Reproduce as a numbered list every line from the first one below through the line containing "[[[0,65],[158,66],[256,67],[250,55],[83,54],[0,53]]]", both included, leaving out blank lines.

EXERCISE DATA.
**********
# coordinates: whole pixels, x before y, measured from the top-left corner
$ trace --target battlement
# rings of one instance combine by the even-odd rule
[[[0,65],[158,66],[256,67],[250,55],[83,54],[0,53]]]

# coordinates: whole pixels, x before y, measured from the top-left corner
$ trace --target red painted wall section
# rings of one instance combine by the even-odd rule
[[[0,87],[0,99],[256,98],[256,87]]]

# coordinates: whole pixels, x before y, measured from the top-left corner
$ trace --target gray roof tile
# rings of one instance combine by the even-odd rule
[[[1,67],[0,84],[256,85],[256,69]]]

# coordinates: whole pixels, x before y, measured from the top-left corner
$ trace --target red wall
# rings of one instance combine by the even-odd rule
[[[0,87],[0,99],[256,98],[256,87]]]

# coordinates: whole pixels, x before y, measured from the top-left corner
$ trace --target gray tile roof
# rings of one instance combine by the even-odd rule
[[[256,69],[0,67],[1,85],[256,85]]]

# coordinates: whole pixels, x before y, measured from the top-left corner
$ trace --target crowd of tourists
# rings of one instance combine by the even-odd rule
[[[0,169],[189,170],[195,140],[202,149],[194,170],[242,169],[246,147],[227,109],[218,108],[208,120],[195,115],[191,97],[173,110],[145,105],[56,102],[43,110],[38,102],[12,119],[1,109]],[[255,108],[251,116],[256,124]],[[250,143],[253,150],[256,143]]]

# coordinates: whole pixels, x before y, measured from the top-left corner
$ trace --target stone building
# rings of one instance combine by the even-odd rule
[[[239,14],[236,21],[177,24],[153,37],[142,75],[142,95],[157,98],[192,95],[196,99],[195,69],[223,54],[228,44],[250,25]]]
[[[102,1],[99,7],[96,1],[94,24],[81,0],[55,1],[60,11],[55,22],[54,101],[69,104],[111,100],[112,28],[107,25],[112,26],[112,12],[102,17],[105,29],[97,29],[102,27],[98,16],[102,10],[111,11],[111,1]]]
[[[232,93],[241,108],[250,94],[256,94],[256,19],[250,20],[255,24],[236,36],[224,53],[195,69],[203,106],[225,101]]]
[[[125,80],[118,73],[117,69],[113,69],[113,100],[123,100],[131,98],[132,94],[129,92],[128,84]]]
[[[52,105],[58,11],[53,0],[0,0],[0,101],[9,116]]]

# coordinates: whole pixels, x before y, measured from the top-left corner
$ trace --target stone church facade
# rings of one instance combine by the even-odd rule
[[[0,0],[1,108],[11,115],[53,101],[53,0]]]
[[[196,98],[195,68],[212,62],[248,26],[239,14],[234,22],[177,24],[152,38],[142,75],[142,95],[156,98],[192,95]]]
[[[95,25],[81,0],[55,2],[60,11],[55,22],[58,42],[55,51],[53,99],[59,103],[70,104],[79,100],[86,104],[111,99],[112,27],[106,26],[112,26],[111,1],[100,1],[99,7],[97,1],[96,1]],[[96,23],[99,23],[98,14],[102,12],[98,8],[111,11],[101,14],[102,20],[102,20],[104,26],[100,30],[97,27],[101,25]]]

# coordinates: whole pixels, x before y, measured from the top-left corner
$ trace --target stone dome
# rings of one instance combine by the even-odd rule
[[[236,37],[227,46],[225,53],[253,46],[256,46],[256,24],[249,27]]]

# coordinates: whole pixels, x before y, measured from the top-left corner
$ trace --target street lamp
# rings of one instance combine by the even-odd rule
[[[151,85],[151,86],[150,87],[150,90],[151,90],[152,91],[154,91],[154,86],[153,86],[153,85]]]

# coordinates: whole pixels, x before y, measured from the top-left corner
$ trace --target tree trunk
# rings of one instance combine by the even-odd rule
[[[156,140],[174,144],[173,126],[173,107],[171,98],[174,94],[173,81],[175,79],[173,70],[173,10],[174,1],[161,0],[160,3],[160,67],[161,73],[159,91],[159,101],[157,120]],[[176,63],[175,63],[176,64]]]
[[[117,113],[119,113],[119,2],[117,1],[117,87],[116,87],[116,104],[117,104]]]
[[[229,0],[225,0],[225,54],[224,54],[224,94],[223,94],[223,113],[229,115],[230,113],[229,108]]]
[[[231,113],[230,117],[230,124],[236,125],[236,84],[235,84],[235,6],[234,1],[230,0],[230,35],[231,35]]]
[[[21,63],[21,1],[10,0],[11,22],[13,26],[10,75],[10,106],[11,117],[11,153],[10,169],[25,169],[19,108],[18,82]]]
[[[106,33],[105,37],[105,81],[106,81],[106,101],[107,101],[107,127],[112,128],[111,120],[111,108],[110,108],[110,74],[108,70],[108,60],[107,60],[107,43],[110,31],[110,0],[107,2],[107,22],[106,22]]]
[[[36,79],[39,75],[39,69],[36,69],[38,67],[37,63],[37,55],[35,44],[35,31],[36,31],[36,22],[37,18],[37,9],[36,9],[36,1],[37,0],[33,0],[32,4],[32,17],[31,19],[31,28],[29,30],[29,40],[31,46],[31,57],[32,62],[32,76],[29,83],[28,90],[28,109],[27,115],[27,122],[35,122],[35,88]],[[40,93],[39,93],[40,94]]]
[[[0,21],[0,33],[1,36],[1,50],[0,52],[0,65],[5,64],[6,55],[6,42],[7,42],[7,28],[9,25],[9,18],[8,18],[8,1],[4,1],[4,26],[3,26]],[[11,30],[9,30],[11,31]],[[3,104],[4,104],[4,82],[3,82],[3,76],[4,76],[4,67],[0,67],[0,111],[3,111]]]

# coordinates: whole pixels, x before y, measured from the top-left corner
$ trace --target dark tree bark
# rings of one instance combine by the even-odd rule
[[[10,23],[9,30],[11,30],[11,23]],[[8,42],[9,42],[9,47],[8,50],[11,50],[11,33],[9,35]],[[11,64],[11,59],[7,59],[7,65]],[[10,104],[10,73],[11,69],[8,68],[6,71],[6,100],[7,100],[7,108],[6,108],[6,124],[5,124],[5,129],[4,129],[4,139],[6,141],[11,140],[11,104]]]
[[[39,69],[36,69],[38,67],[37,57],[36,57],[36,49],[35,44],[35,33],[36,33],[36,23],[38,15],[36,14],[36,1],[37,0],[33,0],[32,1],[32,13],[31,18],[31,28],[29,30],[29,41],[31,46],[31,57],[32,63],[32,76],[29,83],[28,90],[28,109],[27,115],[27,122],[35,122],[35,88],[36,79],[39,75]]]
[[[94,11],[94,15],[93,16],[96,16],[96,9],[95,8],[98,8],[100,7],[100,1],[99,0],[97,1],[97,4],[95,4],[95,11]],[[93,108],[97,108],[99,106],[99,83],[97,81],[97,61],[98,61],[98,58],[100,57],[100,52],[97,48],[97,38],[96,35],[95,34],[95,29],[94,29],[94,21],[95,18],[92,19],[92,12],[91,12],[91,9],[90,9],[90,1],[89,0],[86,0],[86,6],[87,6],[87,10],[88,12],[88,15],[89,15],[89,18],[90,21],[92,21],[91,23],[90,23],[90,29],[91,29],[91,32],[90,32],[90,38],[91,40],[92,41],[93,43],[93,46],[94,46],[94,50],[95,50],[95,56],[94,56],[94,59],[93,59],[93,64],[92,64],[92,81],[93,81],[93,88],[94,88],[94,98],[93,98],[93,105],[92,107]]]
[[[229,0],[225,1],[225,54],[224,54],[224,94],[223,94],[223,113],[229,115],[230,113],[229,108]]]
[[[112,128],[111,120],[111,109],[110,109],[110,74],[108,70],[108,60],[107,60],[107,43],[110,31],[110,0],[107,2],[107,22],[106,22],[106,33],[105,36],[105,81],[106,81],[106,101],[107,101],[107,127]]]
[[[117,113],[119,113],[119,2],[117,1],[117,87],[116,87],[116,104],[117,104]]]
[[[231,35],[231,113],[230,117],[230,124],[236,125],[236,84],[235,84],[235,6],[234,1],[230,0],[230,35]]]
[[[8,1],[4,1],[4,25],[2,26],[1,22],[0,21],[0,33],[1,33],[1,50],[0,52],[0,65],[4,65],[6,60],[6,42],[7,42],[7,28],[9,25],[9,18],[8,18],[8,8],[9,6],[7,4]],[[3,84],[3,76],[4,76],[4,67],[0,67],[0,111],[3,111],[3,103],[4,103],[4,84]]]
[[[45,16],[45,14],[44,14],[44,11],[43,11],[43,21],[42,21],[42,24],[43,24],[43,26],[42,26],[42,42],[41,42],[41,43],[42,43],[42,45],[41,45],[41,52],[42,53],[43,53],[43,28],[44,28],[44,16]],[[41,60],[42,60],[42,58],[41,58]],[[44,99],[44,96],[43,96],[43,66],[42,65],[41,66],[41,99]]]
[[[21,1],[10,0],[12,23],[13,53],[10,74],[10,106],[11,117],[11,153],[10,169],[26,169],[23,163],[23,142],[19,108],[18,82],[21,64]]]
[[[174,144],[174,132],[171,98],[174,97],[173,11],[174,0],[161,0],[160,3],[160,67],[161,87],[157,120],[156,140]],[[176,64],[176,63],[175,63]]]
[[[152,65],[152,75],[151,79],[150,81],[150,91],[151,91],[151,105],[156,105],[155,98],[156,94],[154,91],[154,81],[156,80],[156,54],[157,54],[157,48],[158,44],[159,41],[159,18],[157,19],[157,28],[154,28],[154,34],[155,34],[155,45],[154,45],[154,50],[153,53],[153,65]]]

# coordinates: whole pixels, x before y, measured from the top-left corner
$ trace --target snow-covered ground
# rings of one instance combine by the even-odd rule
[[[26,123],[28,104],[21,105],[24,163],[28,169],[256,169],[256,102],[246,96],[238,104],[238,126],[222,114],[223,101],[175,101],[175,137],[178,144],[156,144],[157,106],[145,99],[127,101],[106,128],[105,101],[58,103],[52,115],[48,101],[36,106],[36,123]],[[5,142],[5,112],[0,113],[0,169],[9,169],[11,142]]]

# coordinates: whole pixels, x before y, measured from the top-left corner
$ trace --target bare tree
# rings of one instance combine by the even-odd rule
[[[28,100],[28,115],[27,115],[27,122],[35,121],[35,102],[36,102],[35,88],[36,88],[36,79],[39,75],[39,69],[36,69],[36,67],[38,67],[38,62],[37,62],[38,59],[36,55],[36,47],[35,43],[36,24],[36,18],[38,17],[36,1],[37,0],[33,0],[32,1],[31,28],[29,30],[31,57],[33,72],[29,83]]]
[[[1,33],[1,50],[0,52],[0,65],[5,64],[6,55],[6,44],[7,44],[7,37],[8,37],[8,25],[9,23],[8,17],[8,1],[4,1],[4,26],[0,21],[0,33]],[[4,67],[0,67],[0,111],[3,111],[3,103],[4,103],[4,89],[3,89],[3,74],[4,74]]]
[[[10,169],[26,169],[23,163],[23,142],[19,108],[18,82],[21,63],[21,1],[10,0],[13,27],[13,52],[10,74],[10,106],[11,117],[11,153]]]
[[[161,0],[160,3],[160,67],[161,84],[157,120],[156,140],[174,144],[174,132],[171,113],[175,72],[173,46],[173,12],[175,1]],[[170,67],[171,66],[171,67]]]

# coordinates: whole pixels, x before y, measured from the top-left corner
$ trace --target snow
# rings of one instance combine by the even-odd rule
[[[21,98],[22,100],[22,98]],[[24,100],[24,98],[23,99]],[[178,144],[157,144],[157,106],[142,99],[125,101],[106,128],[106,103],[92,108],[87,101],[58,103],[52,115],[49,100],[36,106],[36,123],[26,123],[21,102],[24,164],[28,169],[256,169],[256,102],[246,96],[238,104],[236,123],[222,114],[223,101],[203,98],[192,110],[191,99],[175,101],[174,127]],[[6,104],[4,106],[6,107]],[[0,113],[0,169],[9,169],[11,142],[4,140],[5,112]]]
**********
EXERCISE ANSWER.
1. # coordinates: whole pixels, x before y, measured from the top-left corner
2. $ trace --target battlement
3. # rings of one instance combine by the even-odd rule
4. [[[0,65],[158,66],[256,67],[250,55],[83,54],[0,53]]]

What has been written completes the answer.